# Start of Task input
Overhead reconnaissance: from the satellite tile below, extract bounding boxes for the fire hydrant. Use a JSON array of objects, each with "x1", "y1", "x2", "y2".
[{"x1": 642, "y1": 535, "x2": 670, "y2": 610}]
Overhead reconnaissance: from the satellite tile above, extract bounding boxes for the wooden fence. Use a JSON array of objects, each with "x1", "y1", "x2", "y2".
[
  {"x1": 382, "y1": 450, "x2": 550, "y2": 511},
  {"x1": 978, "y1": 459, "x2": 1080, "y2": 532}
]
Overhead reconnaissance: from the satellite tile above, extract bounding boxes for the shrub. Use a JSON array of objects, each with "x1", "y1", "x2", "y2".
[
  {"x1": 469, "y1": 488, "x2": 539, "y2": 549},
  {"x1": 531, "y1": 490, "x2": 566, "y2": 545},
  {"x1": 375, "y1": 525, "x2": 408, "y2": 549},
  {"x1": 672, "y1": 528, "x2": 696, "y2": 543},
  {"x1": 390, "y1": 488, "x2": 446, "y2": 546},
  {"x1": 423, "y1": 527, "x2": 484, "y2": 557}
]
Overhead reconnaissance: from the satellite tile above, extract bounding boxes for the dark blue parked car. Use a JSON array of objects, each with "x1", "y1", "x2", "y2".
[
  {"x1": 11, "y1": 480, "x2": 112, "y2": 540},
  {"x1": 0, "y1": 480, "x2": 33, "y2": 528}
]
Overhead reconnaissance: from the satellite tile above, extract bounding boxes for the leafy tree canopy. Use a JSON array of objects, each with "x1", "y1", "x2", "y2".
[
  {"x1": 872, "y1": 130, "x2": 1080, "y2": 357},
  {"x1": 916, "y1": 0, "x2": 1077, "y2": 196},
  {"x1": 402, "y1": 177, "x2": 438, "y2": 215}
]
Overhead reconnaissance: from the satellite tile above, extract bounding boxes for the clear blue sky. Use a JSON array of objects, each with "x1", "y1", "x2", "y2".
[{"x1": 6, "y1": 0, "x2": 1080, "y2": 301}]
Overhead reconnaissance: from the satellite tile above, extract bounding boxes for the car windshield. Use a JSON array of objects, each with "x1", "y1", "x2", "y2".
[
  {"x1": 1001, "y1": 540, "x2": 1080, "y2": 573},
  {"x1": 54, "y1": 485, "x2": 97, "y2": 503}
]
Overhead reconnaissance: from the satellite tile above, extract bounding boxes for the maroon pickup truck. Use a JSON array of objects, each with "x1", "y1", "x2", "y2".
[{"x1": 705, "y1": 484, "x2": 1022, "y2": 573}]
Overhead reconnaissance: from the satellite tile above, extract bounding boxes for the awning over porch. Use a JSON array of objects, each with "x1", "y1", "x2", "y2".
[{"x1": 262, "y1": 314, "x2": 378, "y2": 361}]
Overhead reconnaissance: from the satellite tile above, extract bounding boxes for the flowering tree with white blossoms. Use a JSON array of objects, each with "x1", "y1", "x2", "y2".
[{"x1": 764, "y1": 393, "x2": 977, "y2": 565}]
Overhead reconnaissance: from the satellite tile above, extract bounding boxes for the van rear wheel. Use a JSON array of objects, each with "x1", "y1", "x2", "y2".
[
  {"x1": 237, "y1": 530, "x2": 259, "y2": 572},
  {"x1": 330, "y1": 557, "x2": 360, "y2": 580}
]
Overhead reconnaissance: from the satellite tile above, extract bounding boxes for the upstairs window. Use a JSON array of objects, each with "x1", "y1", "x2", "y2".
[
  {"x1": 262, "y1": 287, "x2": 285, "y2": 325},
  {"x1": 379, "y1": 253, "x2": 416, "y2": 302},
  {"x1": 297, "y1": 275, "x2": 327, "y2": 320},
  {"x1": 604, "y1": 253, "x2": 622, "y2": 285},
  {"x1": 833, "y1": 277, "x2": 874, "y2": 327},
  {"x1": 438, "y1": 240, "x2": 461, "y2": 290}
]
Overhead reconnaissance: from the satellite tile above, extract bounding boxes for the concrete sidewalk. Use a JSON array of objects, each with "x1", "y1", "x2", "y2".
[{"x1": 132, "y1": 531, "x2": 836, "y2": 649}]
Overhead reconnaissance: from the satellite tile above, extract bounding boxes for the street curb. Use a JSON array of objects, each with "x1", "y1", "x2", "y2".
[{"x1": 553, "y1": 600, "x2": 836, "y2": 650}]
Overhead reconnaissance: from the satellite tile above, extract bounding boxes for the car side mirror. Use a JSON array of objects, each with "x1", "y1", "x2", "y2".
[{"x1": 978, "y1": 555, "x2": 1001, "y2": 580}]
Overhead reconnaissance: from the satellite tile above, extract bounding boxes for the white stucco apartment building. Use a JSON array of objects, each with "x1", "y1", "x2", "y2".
# End of Task input
[Exercise aim]
Gather every line above that contains the string "white" and copy each one in full.

[Full response]
Overhead reconnaissance: from the satellite tile above, extract bounding boxes for the flowering tree with white blossoms. Use a JSON array of objects, each with "x1", "y1", "x2", "y2".
Overhead reconnaissance: from the satellite tile above, extract bounding boxes for the white stucco apartment building. Use a JSON array of objects, each with "x1", "y1", "x2", "y2".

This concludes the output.